━━━━━ Excerpt to read ━━━━━
The word of the week is Quality!.

9.2.2015

In January, the Finnish Non-Fiction Writers published Quality! Study Materials on the Changing Information Environment. The book has 24 articles ranging from the digital native’s typical week to copyright. I started to read the book a bit sceptically, as the list of contributors suggested to me an overall negative approach to e-materials. Most articles in fact turned out to be overviews on educational materials and publishing, and their content is quite well-known to a reader familiar with the field.

A pleasant surprise was a contribution from Timo Tossavainen, who previously has had negative reactions to online media. In his two articles here, Tossavainen shows an open investigative viewpoint, and he weighs the pros and cons of traditional and electronic materials. He believes that would take only two years to build a kind of lecture bank that would cover the Finnish high school math curriculum, and it could be combined with GeoGebra communities. The teaching of mathematics would benefit from the interactivity of e-materials, although writing mathematics by hand is still faster than, for example, producing symbols and formulas with a tablet.
━━━━━ Supplied entries ━━━━━
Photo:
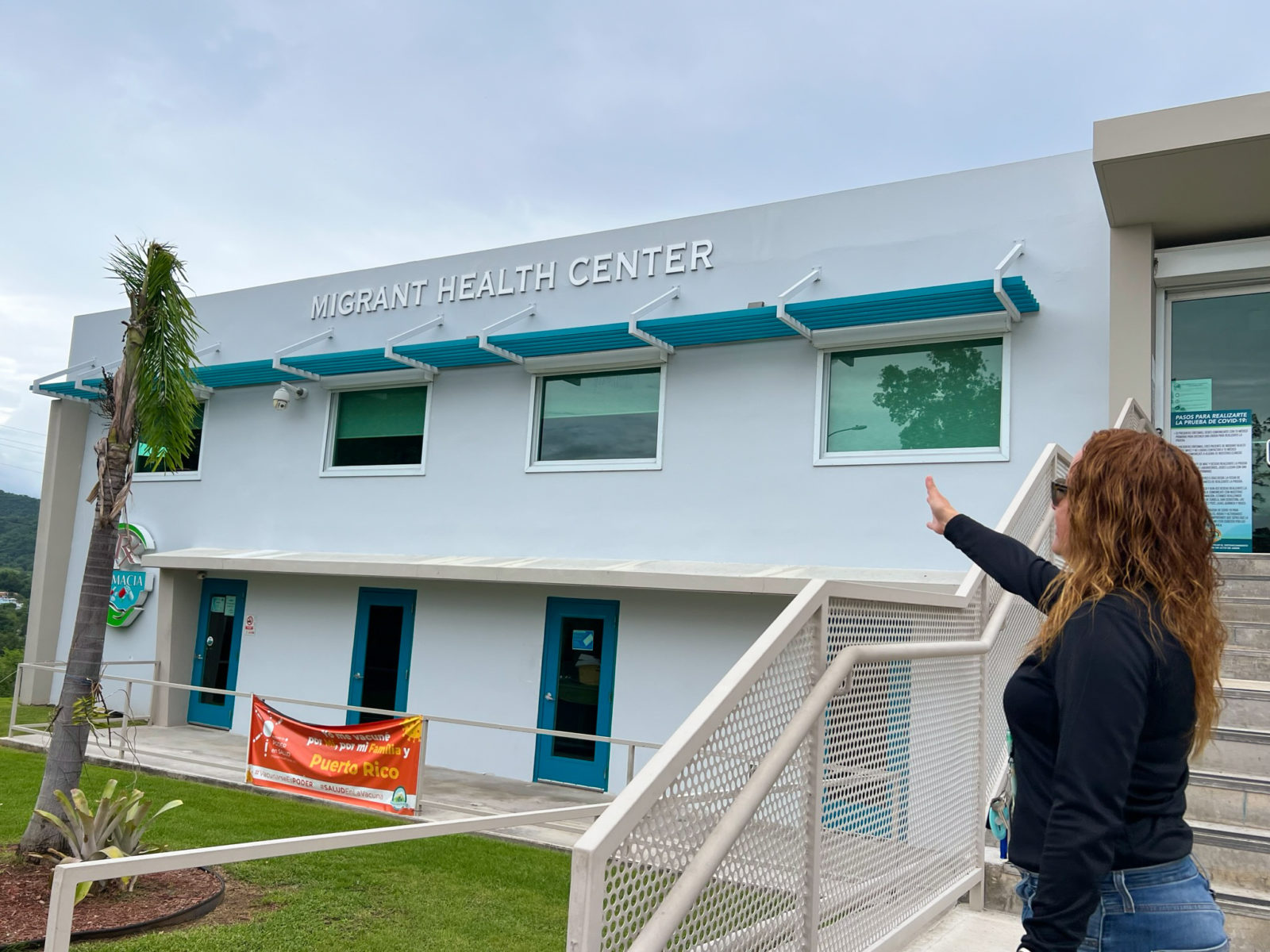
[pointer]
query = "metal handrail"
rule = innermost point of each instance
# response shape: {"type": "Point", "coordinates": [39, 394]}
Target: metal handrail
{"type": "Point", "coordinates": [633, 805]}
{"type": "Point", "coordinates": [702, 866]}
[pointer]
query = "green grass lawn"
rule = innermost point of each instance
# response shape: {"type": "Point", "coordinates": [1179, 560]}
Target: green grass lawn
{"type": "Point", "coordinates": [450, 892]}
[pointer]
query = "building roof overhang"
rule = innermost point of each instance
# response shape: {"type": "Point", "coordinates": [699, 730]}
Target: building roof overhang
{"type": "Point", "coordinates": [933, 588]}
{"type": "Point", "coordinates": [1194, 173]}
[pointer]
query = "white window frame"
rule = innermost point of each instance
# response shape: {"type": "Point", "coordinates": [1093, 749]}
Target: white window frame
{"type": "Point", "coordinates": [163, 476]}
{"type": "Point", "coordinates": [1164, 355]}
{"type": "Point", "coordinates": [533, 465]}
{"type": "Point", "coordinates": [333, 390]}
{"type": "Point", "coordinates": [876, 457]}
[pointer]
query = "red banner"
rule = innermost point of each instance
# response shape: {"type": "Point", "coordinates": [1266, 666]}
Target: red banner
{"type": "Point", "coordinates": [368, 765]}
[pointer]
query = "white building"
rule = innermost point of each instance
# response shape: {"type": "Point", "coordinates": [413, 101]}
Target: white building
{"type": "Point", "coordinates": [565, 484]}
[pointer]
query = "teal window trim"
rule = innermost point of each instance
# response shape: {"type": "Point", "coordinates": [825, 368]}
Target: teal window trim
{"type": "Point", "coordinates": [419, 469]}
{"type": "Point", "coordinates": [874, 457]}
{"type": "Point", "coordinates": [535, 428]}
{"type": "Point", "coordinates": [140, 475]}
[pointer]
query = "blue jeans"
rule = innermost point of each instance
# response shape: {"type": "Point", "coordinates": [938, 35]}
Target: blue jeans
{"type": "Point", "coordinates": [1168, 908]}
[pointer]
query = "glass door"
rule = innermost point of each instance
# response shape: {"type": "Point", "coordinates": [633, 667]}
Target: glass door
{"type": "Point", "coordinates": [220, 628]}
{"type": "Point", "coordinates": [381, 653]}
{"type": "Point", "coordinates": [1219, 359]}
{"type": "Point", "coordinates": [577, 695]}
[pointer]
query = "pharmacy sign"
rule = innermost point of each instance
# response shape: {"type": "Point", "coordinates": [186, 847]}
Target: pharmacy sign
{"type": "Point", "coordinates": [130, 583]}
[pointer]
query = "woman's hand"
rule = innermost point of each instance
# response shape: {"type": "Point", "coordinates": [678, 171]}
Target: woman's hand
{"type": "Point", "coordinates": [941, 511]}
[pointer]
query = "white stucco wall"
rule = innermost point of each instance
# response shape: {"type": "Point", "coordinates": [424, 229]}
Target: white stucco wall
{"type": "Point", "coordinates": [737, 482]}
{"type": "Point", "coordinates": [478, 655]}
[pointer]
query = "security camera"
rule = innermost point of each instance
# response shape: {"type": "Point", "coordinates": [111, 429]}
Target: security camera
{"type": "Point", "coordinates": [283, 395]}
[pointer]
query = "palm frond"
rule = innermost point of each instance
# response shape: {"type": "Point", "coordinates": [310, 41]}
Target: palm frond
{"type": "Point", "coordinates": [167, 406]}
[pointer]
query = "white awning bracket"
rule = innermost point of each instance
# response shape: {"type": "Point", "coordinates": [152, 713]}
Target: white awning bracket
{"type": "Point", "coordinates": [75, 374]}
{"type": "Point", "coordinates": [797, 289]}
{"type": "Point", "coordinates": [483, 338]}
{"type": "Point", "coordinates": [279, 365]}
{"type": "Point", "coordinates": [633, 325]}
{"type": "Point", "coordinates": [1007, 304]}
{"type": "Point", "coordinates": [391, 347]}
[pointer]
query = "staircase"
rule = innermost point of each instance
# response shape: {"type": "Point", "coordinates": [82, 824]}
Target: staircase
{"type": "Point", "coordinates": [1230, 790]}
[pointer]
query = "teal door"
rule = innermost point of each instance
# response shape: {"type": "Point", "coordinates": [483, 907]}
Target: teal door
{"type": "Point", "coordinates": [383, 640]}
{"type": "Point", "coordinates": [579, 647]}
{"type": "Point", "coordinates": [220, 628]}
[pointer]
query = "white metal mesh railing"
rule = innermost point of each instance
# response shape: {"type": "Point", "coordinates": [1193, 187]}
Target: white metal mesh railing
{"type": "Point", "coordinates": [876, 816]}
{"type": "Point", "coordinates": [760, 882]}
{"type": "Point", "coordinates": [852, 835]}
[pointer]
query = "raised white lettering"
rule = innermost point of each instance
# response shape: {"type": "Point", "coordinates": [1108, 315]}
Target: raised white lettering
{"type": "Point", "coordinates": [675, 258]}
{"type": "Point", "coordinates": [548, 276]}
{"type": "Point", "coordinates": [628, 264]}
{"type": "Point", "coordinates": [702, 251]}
━━━━━
Copy word for word the passage of the book review above, starting with "In January, the" and going on through "with the field.".

The output:
In January, the Finnish Non-Fiction Writers published Quality! Study Materials on the Changing Information Environment. The book has 24 articles ranging from the digital native’s typical week to copyright. I started to read the book a bit sceptically, as the list of contributors suggested to me an overall negative approach to e-materials. Most articles in fact turned out to be overviews on educational materials and publishing, and their content is quite well-known to a reader familiar with the field.